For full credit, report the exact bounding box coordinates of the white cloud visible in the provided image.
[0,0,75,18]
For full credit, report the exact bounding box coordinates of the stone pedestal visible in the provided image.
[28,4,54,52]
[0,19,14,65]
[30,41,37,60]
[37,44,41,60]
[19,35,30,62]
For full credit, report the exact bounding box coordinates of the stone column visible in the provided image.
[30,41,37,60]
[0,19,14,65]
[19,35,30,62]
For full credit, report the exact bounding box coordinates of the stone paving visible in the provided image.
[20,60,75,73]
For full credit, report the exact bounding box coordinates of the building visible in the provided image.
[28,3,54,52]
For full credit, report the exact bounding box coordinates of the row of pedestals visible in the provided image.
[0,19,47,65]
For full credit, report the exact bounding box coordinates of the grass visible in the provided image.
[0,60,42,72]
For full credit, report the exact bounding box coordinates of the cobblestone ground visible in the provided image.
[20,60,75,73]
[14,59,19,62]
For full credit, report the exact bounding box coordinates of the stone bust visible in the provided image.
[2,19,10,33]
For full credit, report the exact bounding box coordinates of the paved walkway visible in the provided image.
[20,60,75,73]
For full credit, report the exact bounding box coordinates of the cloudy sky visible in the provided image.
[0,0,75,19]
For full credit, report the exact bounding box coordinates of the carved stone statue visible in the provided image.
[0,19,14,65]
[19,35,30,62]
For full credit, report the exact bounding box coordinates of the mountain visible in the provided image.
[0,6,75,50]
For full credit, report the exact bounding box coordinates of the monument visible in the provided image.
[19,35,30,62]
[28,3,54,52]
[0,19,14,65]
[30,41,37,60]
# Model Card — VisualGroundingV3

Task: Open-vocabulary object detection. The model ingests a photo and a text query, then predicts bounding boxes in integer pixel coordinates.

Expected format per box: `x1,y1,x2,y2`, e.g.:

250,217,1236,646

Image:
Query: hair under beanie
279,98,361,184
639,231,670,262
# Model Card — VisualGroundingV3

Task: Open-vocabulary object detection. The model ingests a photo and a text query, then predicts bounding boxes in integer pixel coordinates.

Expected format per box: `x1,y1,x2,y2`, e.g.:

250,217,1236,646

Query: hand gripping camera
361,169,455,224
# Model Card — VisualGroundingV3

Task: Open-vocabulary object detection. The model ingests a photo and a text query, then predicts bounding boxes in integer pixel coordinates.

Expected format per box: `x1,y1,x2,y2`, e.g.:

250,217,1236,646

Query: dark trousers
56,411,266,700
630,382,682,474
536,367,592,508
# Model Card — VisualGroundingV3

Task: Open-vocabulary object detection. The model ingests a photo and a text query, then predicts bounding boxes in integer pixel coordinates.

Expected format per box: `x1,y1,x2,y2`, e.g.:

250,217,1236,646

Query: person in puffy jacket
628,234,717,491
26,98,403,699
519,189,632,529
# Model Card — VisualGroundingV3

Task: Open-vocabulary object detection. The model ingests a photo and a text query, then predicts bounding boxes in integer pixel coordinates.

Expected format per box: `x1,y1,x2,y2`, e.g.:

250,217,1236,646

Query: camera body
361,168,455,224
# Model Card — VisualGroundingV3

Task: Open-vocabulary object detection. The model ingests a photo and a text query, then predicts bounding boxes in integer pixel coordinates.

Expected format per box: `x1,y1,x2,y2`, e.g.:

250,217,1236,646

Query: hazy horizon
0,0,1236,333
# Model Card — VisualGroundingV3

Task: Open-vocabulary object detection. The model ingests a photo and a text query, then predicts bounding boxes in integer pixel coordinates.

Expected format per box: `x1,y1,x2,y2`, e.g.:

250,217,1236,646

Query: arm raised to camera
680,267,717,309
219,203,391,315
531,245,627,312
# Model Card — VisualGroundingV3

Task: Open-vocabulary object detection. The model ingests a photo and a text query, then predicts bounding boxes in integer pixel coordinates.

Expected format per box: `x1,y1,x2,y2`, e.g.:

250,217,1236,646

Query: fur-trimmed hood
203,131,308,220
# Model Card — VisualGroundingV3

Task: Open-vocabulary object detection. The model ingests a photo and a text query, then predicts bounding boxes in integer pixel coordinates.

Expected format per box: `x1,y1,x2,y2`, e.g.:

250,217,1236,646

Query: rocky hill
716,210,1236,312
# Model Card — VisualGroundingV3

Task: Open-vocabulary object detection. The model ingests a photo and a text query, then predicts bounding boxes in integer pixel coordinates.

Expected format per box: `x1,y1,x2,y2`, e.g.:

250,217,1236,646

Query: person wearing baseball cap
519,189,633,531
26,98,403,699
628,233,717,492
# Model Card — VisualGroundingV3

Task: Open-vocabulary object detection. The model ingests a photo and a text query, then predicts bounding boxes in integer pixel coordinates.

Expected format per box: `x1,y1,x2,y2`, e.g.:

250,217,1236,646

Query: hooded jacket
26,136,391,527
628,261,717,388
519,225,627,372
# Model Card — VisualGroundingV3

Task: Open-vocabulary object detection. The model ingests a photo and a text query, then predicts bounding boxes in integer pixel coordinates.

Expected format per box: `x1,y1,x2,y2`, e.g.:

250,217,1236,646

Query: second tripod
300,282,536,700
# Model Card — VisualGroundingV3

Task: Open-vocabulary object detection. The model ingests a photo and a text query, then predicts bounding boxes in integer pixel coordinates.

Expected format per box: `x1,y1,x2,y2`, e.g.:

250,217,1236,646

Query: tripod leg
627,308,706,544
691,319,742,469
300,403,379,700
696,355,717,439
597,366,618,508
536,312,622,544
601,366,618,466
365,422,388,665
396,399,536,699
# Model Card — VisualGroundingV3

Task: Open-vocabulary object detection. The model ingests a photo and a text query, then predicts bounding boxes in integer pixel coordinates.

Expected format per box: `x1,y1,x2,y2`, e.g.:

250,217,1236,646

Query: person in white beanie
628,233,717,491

* _TASK OBJECTIVE_: Write out all of the lines above exactly as they appear, without changing anything.

* _ANSWER TO THE EXERCISE_:
For full credit, report the exact bounding box coordinates of the white cloud visible in the provided image.
[0,0,75,18]
For full credit, report the exact bounding box coordinates of the stone pedestal visible in the provided image.
[28,4,54,52]
[0,19,14,65]
[30,41,37,60]
[37,44,41,60]
[19,35,30,62]
For full credit, report the exact bounding box coordinates of the stone column visible in the provided image.
[30,41,37,60]
[0,19,14,65]
[19,35,30,62]
For full credit, report the exact bounding box coordinates of the stone paving visible in the provided image.
[20,60,75,73]
For full credit, report the exact bounding box coordinates of the building visible in the provided image.
[28,3,54,52]
For full credit, report the exact bounding box coordinates of the row of pedestals visible in the provided image.
[0,19,47,65]
For full credit, report the exact bounding box coordinates of the grass visible in the provided image.
[0,60,42,72]
For full credit, report the exact bounding box coordinates of the cobblestone ground visible in the provided image.
[20,60,75,73]
[14,59,19,62]
For full credit, report the exact bounding box coordinates of the stone bust visible in the provided image.
[2,19,10,33]
For full credit, report the exact bounding box coordinates of the paved walkway visible in the provided image.
[20,60,75,73]
For full credit, report the exact bounding box coordinates of the cloudy sky visible in the provided image.
[0,0,75,19]
For full credit, report the exact bounding box coordinates of the carved stone statue visible in the provided image.
[0,19,14,65]
[19,35,30,62]
For full credit, report the exact bounding box coordinates of the mountain visible in the provided image.
[0,6,75,50]
For full credit, report the exact bounding box coordinates of the monument visible in the provided image.
[19,35,30,62]
[28,3,54,52]
[0,19,14,65]
[30,41,37,60]
# Model Card — VisualGroundingV3

Task: Open-vocabulary object detection. The model ingests a photo and a text query, then predicts bounding boxes in integer pixel coordinates.

Expected format per box: `x1,y1,x2,y2`, e.g.:

250,217,1236,646

Image:
Query: hair under beanie
279,98,361,184
639,231,670,262
# Model Card — VisualGroundingV3

Task: Open-vocabulary object detection. The model ingests a photo and a text query, then predicts bounding boxes in integer pixel coordinates.

Expected format per box: `x1,y1,x2,y2`, e.g.:

250,217,1236,646

Query: hand gripping camera
361,169,455,224
# Model Card — VisualGroundingV3

Task: Open-vocabulary object detection. The model ingests a photo and a text query, then predicts bounding boxes in integer pixel coordinates.

Expected format per box: `x1,y1,x2,y2`, e.g.:

250,217,1236,646

Query: dark trousers
56,411,266,700
630,382,682,474
536,367,592,508
# Model Card — VisualGroundingV3

Task: Open-vocabulary object detection. The model ingests a photo and a text query, then predicts bounding boxes in integer pixel coordinates.

Expected format per box: `x1,y1,x2,y2`, e.g.:

250,217,1236,646

Query: person in puffy jacket
628,234,717,491
26,98,403,699
519,189,632,529
# Model Card — VisualGroundingV3

Task: Open-vocabulary object detection. The model ingests a photo and a text query, then predicts bounding boxes in integer pixel coordinates.

Expected format per box: `x1,y1,x2,y2`, e.g.:

250,217,1236,646

Query: camera body
361,168,455,224
# Model Card — VisualGroundingV3

Task: Open-vocabulary object detection. The model ingests a photo and a text query, then predicts bounding boxes in integer pixel coordinates.

Expected format per box: `x1,y1,x2,y2`, e.g.:

250,217,1236,646

Query: hazy horizon
0,0,1236,333
# Model Card — VisualGroundingV3

Task: Open-vocabulary object detection. The model ingests a photo and a text query, then predicts bounding boxes in integer pixel coordinates.

Expected format per box: `x1,y1,x2,y2`, e.g.:

250,217,1236,646

Query: arm raised to camera
680,267,717,309
219,203,391,315
531,245,627,312
# Model Card — VisualGroundingV3

Task: Open-vocabulary object detection. The model ingests a photo and a text query, then predicts bounding boxes in integer pixel coordinates.

Expected format per box: `x1,y1,x2,y2`, e.g.:

250,217,1236,646

Query: fur-trimmed hood
203,131,308,220
# Model Card — VisualGroundingV3

Task: Open-vocabulary object detection. The model ingests a photo and a text query, then predicts bounding boxes in integer pixel coordinates.

Expected format per box: `x1,y1,x2,y2`, e.g.:

250,217,1236,646

Query: rocky hill
716,210,1236,312
# Model Card — VisualGroundingV3

Task: Open-vocabulary object detection. The model ingests a photo and a text query, then predicts bounding boxes in integer pixel coordinates.

Expected format per box: `x1,y1,x2,y2`, e.g.:

250,217,1236,646

Query: person wearing baseball cap
519,189,633,531
26,98,403,699
628,233,717,492
# Model Card — VisualGroundingV3

Task: Open-vocabulary object detection. The model ingests a photo and a text query, then predicts bounding boxes in integer pixel coordinates.

Expected format per box: `x1,y1,x2,y2`, e.g.:

250,217,1236,646

Query: hooded jacket
26,136,391,527
628,261,717,388
519,225,627,372
# Model Card — VisualGroundingV3

Task: Open-vocabulary object detection. The model ingests a photo and a text query, then predicts bounding boxes in integer pixel coordinates.

Expected format per box: `x1,y1,x2,y2`, e.g.:

250,217,1236,646

Query: second tripod
300,282,536,700
# Model Card — VisualGroundingV3

Task: Open-vocabulary object detection. The model ingests a photo and a text query, then predicts bounding boxes in integer pixel coordinates.

Expected format per box: `x1,y1,x2,y2`, e.g.:

250,217,1236,646

Query: tripod leg
627,308,706,544
691,319,742,469
300,403,379,700
696,355,717,439
597,366,618,508
536,312,622,544
601,366,618,466
365,422,388,665
396,399,536,699
# Model Card — VisualGroundingV3

Task: Open-vocabulary object detection. The model ingests a photo and a text query, then predicts bounding boxes in integer pixel coordinates.

Expected format per box: `x1,y1,x2,y2`, e.g.:

250,217,1236,646

Query: person in white beanie
628,233,717,491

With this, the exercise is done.